#### TASK REQUIREMENTS
Give again every line from the one with "the uk logo" through the last line of the data, exactly, and leave out the lines before it.

#### MATERIALS PROVIDED
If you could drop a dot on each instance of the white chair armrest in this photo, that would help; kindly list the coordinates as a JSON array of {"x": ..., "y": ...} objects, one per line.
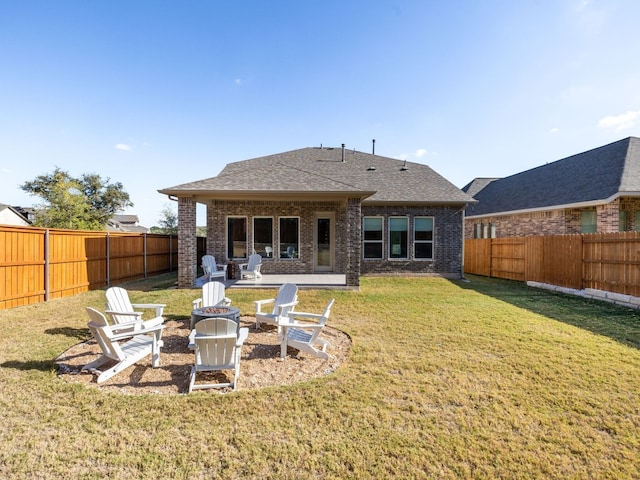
[
  {"x": 127, "y": 314},
  {"x": 260, "y": 303},
  {"x": 307, "y": 326},
  {"x": 149, "y": 326},
  {"x": 290, "y": 304},
  {"x": 242, "y": 336},
  {"x": 158, "y": 306}
]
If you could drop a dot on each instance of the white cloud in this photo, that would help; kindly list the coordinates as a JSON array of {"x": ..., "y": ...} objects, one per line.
[{"x": 620, "y": 122}]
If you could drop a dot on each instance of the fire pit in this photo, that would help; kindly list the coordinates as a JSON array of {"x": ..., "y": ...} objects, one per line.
[{"x": 232, "y": 313}]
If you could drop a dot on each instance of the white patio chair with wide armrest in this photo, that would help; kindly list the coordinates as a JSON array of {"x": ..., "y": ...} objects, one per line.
[
  {"x": 218, "y": 346},
  {"x": 252, "y": 268},
  {"x": 213, "y": 295},
  {"x": 121, "y": 310},
  {"x": 125, "y": 348},
  {"x": 285, "y": 302},
  {"x": 306, "y": 336},
  {"x": 213, "y": 270}
]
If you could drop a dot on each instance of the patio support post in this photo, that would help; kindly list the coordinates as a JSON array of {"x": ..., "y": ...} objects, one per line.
[
  {"x": 187, "y": 242},
  {"x": 354, "y": 242}
]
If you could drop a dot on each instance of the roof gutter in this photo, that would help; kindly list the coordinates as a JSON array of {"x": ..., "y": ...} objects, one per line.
[{"x": 590, "y": 203}]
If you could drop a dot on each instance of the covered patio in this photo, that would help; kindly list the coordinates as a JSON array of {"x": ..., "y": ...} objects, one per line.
[{"x": 314, "y": 281}]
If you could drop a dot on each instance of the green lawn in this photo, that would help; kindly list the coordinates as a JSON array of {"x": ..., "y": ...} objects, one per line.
[{"x": 483, "y": 379}]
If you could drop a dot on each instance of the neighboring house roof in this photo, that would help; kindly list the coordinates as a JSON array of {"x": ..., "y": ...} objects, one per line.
[
  {"x": 476, "y": 185},
  {"x": 589, "y": 178},
  {"x": 125, "y": 223},
  {"x": 127, "y": 219},
  {"x": 322, "y": 171},
  {"x": 13, "y": 216}
]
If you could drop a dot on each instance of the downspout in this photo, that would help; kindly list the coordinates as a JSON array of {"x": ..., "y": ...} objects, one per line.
[
  {"x": 47, "y": 286},
  {"x": 145, "y": 254},
  {"x": 462, "y": 250},
  {"x": 108, "y": 269}
]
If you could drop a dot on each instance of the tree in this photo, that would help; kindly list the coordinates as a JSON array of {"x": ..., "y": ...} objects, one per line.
[
  {"x": 85, "y": 203},
  {"x": 168, "y": 222}
]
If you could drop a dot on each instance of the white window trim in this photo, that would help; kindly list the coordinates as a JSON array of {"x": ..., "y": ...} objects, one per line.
[
  {"x": 279, "y": 242},
  {"x": 381, "y": 241},
  {"x": 253, "y": 235},
  {"x": 246, "y": 240},
  {"x": 392, "y": 259},
  {"x": 432, "y": 241}
]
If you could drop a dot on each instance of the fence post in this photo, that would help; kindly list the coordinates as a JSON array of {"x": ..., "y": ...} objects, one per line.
[
  {"x": 170, "y": 253},
  {"x": 108, "y": 240},
  {"x": 46, "y": 266},
  {"x": 144, "y": 253}
]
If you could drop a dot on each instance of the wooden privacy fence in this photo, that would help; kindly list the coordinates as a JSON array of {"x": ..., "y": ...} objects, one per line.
[
  {"x": 39, "y": 264},
  {"x": 602, "y": 261}
]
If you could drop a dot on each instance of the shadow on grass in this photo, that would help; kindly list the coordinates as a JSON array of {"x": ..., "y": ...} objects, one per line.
[
  {"x": 619, "y": 323},
  {"x": 41, "y": 365},
  {"x": 77, "y": 333}
]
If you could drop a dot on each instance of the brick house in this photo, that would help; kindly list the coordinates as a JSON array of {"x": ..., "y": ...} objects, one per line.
[
  {"x": 593, "y": 191},
  {"x": 317, "y": 210}
]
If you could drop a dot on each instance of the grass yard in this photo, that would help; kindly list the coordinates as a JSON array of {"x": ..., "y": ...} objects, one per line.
[{"x": 446, "y": 379}]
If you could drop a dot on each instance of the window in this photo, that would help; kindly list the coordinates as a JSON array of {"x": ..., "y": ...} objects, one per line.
[
  {"x": 398, "y": 237},
  {"x": 372, "y": 237},
  {"x": 289, "y": 235},
  {"x": 263, "y": 236},
  {"x": 588, "y": 220},
  {"x": 236, "y": 237},
  {"x": 423, "y": 237}
]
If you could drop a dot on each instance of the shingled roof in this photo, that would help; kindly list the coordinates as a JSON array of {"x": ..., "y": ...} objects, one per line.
[
  {"x": 596, "y": 176},
  {"x": 322, "y": 171}
]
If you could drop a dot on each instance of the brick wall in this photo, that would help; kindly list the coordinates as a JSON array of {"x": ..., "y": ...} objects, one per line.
[
  {"x": 447, "y": 248},
  {"x": 187, "y": 242},
  {"x": 219, "y": 210},
  {"x": 559, "y": 222},
  {"x": 348, "y": 237}
]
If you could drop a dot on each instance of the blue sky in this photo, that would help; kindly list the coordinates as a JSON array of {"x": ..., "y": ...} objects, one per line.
[{"x": 158, "y": 93}]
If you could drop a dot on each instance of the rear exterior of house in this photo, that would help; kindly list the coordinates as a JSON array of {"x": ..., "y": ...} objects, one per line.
[
  {"x": 594, "y": 191},
  {"x": 326, "y": 210}
]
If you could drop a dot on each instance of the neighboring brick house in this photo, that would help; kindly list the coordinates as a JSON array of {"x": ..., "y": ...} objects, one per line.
[
  {"x": 316, "y": 210},
  {"x": 593, "y": 191}
]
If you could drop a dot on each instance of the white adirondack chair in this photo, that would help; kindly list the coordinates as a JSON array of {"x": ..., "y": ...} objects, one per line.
[
  {"x": 121, "y": 310},
  {"x": 213, "y": 270},
  {"x": 213, "y": 295},
  {"x": 306, "y": 336},
  {"x": 252, "y": 268},
  {"x": 218, "y": 346},
  {"x": 284, "y": 303},
  {"x": 146, "y": 340}
]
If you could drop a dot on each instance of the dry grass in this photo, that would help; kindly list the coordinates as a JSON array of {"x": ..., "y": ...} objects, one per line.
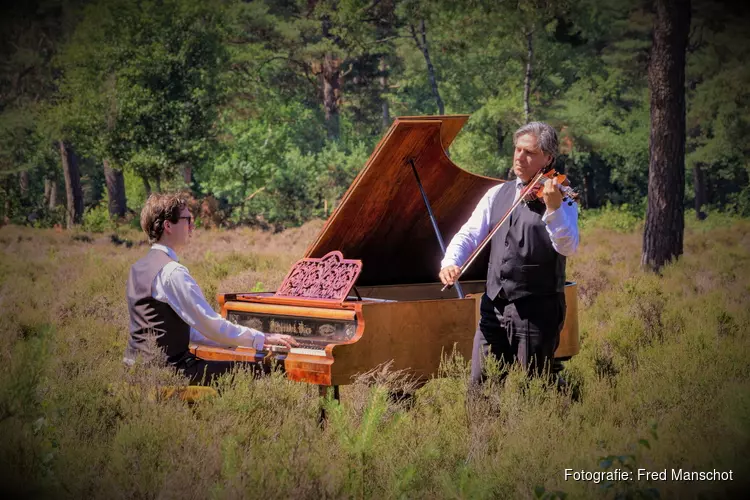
[{"x": 670, "y": 350}]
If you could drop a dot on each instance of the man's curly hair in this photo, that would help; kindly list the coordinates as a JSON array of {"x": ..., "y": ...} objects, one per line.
[{"x": 160, "y": 207}]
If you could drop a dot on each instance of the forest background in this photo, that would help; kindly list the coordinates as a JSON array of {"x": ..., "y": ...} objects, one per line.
[{"x": 266, "y": 110}]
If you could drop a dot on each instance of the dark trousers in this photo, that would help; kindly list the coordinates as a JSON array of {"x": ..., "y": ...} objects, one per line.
[
  {"x": 203, "y": 372},
  {"x": 526, "y": 331}
]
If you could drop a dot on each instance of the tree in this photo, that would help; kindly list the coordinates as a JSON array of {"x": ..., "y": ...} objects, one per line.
[
  {"x": 142, "y": 85},
  {"x": 73, "y": 191},
  {"x": 665, "y": 221}
]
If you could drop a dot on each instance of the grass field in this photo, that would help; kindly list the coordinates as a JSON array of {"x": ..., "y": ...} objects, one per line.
[{"x": 663, "y": 375}]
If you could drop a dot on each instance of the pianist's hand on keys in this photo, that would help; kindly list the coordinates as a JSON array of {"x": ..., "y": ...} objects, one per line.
[{"x": 283, "y": 340}]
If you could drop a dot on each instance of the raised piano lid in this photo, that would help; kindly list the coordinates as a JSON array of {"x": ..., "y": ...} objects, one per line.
[{"x": 382, "y": 219}]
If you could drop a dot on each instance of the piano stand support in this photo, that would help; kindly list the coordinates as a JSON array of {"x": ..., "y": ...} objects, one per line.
[{"x": 325, "y": 391}]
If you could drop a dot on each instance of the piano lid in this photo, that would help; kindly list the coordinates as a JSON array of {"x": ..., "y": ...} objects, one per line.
[{"x": 382, "y": 219}]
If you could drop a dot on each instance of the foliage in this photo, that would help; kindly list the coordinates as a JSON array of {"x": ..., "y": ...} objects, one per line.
[
  {"x": 73, "y": 428},
  {"x": 96, "y": 219},
  {"x": 232, "y": 95}
]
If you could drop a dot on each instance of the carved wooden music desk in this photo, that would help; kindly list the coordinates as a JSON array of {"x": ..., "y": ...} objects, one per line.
[{"x": 366, "y": 291}]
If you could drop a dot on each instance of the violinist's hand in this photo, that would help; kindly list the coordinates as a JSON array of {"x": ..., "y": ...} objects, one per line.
[
  {"x": 278, "y": 339},
  {"x": 552, "y": 195},
  {"x": 449, "y": 274}
]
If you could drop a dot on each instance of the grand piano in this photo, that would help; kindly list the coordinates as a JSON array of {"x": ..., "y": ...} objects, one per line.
[{"x": 382, "y": 246}]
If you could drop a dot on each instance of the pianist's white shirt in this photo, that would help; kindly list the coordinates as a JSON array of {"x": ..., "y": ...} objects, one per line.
[
  {"x": 174, "y": 285},
  {"x": 561, "y": 225}
]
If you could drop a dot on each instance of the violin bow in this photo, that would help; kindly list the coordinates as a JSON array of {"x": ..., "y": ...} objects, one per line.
[{"x": 526, "y": 190}]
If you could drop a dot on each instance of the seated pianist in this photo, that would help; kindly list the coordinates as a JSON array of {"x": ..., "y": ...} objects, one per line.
[{"x": 167, "y": 305}]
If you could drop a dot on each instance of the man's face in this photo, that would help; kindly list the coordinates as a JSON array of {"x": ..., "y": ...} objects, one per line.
[
  {"x": 182, "y": 229},
  {"x": 528, "y": 159}
]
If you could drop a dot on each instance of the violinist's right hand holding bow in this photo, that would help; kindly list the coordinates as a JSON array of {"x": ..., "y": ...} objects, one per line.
[{"x": 449, "y": 274}]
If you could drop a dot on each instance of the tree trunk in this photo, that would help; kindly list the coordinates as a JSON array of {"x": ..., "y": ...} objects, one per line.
[
  {"x": 23, "y": 184},
  {"x": 115, "y": 189},
  {"x": 331, "y": 92},
  {"x": 187, "y": 175},
  {"x": 383, "y": 89},
  {"x": 499, "y": 137},
  {"x": 665, "y": 217},
  {"x": 73, "y": 191},
  {"x": 146, "y": 185},
  {"x": 699, "y": 184},
  {"x": 47, "y": 191},
  {"x": 422, "y": 45},
  {"x": 52, "y": 200},
  {"x": 7, "y": 204},
  {"x": 527, "y": 79}
]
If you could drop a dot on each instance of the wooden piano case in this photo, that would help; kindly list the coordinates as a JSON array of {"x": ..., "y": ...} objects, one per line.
[{"x": 396, "y": 311}]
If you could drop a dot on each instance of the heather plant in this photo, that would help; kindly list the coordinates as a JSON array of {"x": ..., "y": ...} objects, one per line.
[{"x": 669, "y": 349}]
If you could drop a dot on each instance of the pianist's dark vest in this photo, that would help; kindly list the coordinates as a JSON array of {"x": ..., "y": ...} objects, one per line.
[
  {"x": 149, "y": 317},
  {"x": 522, "y": 260}
]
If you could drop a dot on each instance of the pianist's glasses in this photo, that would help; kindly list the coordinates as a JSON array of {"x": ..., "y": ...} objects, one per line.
[{"x": 189, "y": 218}]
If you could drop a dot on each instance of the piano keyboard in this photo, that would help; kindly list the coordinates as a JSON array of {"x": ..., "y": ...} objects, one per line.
[{"x": 308, "y": 351}]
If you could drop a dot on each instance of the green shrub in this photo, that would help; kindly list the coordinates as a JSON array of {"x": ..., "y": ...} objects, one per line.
[{"x": 622, "y": 218}]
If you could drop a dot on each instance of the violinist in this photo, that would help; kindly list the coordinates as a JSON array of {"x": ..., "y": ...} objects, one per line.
[{"x": 523, "y": 307}]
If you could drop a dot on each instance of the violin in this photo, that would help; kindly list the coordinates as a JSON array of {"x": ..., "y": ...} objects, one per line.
[
  {"x": 535, "y": 191},
  {"x": 532, "y": 191}
]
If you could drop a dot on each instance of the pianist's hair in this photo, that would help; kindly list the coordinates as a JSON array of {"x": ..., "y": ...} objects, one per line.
[
  {"x": 160, "y": 207},
  {"x": 546, "y": 137}
]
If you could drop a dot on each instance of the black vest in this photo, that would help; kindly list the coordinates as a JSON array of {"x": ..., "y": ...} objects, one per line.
[
  {"x": 152, "y": 318},
  {"x": 522, "y": 260}
]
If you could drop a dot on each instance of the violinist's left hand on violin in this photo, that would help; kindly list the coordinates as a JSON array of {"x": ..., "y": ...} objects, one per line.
[{"x": 552, "y": 195}]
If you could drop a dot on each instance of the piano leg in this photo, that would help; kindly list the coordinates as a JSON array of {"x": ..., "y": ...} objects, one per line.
[{"x": 324, "y": 391}]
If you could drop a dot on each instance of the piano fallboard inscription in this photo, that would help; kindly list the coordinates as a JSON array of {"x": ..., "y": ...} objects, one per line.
[{"x": 323, "y": 330}]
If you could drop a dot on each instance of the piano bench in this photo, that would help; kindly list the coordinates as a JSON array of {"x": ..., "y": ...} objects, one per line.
[{"x": 190, "y": 393}]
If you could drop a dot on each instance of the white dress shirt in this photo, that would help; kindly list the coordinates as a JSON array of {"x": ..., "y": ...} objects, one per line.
[
  {"x": 561, "y": 225},
  {"x": 174, "y": 285}
]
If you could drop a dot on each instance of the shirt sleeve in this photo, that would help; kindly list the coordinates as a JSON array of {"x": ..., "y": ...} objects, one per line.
[
  {"x": 184, "y": 295},
  {"x": 562, "y": 227},
  {"x": 472, "y": 233}
]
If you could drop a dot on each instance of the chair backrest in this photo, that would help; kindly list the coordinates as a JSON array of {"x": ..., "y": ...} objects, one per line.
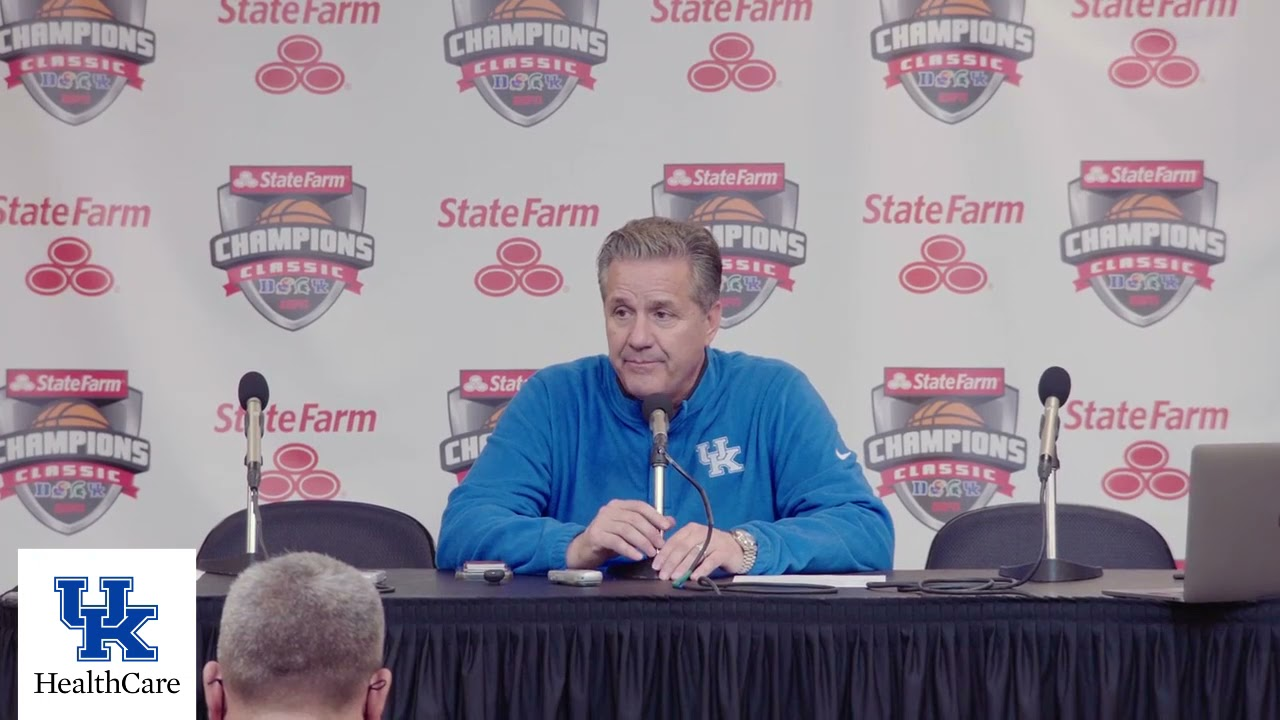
[
  {"x": 361, "y": 534},
  {"x": 1010, "y": 534}
]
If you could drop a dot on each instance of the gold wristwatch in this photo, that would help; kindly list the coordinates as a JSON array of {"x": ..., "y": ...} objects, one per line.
[{"x": 748, "y": 543}]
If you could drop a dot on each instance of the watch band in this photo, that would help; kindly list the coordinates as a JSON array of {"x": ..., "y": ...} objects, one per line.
[{"x": 749, "y": 550}]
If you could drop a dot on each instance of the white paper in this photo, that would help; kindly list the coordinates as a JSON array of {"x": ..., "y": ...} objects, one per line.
[{"x": 833, "y": 580}]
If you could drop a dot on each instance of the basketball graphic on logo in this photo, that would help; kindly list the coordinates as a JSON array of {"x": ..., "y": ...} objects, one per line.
[
  {"x": 945, "y": 413},
  {"x": 936, "y": 8},
  {"x": 1146, "y": 206},
  {"x": 83, "y": 9},
  {"x": 497, "y": 414},
  {"x": 293, "y": 212},
  {"x": 65, "y": 414},
  {"x": 528, "y": 10},
  {"x": 727, "y": 209}
]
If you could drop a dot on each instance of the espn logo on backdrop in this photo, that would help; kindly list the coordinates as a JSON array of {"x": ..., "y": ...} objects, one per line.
[
  {"x": 106, "y": 633},
  {"x": 292, "y": 238},
  {"x": 526, "y": 57},
  {"x": 475, "y": 406},
  {"x": 945, "y": 438},
  {"x": 1144, "y": 233},
  {"x": 76, "y": 57},
  {"x": 750, "y": 209},
  {"x": 71, "y": 443}
]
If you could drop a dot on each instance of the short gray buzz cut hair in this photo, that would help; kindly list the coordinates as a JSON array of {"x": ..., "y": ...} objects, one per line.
[
  {"x": 654, "y": 238},
  {"x": 301, "y": 629}
]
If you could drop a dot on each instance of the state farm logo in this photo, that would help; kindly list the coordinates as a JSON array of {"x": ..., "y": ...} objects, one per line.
[
  {"x": 732, "y": 62},
  {"x": 519, "y": 268},
  {"x": 691, "y": 12},
  {"x": 945, "y": 438},
  {"x": 942, "y": 264},
  {"x": 519, "y": 260},
  {"x": 69, "y": 267},
  {"x": 76, "y": 57},
  {"x": 292, "y": 238},
  {"x": 1146, "y": 470},
  {"x": 83, "y": 212},
  {"x": 300, "y": 65},
  {"x": 750, "y": 209},
  {"x": 952, "y": 55},
  {"x": 1143, "y": 235},
  {"x": 301, "y": 12},
  {"x": 1125, "y": 10},
  {"x": 1153, "y": 60},
  {"x": 958, "y": 209},
  {"x": 475, "y": 406},
  {"x": 307, "y": 418},
  {"x": 526, "y": 57},
  {"x": 296, "y": 473},
  {"x": 71, "y": 443},
  {"x": 1160, "y": 415}
]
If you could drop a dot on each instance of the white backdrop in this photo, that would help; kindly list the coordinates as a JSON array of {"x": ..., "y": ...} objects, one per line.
[{"x": 402, "y": 145}]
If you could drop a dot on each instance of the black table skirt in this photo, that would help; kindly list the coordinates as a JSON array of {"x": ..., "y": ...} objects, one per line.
[{"x": 741, "y": 656}]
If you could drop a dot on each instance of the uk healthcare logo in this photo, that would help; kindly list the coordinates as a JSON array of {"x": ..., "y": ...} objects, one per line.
[
  {"x": 91, "y": 638},
  {"x": 115, "y": 621}
]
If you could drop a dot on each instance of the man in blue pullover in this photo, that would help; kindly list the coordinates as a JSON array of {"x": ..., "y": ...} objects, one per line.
[{"x": 565, "y": 478}]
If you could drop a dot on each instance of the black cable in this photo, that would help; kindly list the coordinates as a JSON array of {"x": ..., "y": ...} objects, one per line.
[
  {"x": 978, "y": 586},
  {"x": 750, "y": 588}
]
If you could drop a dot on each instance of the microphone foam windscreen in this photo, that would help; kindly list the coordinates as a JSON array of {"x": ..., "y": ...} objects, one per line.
[
  {"x": 657, "y": 402},
  {"x": 1055, "y": 383},
  {"x": 252, "y": 384}
]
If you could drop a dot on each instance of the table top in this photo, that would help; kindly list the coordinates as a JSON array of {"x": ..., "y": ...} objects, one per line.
[{"x": 440, "y": 584}]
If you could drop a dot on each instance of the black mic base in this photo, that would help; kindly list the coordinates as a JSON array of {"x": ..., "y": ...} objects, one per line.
[
  {"x": 1052, "y": 570},
  {"x": 233, "y": 565},
  {"x": 641, "y": 570}
]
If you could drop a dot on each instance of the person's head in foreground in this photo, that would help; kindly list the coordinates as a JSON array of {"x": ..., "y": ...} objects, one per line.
[
  {"x": 661, "y": 282},
  {"x": 301, "y": 637}
]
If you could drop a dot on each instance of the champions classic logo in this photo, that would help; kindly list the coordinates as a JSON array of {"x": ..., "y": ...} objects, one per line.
[
  {"x": 752, "y": 209},
  {"x": 945, "y": 438},
  {"x": 292, "y": 238},
  {"x": 952, "y": 55},
  {"x": 526, "y": 57},
  {"x": 1143, "y": 235},
  {"x": 69, "y": 443},
  {"x": 74, "y": 57},
  {"x": 475, "y": 408}
]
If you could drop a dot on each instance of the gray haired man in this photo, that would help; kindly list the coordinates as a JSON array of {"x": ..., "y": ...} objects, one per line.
[{"x": 301, "y": 637}]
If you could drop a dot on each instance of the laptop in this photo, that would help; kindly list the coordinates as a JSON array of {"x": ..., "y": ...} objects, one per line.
[{"x": 1233, "y": 527}]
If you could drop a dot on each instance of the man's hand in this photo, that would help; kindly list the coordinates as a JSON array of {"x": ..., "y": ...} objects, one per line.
[
  {"x": 681, "y": 548},
  {"x": 624, "y": 527}
]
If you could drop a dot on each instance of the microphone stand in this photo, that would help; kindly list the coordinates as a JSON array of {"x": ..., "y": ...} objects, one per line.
[
  {"x": 643, "y": 570},
  {"x": 1052, "y": 569},
  {"x": 237, "y": 564}
]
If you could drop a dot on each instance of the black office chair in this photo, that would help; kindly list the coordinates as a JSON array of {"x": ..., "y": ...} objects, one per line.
[
  {"x": 357, "y": 533},
  {"x": 1010, "y": 534}
]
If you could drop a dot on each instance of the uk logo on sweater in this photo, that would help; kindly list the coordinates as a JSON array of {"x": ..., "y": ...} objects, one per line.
[{"x": 720, "y": 456}]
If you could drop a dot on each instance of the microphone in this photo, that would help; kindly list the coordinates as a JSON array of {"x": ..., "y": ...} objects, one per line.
[
  {"x": 658, "y": 410},
  {"x": 254, "y": 396},
  {"x": 1055, "y": 387}
]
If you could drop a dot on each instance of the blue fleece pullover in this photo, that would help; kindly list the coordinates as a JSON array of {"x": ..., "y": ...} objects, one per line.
[{"x": 754, "y": 432}]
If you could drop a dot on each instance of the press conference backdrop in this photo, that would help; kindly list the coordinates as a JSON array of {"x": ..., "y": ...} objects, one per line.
[{"x": 392, "y": 210}]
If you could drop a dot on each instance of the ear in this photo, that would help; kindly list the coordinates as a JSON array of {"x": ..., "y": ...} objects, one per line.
[
  {"x": 713, "y": 318},
  {"x": 379, "y": 689},
  {"x": 214, "y": 697}
]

#### EXERCISE RESULT
If you could drop a dot on each instance of the uk logo on sweater in this photo, that would help; kindly list the coordinates as a JSON array of {"x": ..., "y": ...} objects, one per line.
[{"x": 720, "y": 456}]
If you could drop a dot on each instance of the microphone in this photo, that would help; kindly list the coordinates as a JSON array of {"x": ..., "y": ...} objects, one per line.
[
  {"x": 658, "y": 410},
  {"x": 254, "y": 396},
  {"x": 1055, "y": 387}
]
If you could drop a dot on each instance of the blue fleece pullover in this photo, that would help; kindly list the coordinates as a JSON array of {"x": ..., "y": ...} objects, one per line.
[{"x": 754, "y": 432}]
If you could drop a dot on each instance of the press conference backdrop in this photo, that would help; kindly list the coordinates as a JSON array of {"x": ..., "y": ...} objects, one per line.
[{"x": 392, "y": 210}]
If you could drop a dot on each instance of the ear in this photo, that would help; kindly list the coordinates as a JSON array of {"x": ..., "y": ...} objects, one per line.
[
  {"x": 713, "y": 318},
  {"x": 379, "y": 689},
  {"x": 214, "y": 697}
]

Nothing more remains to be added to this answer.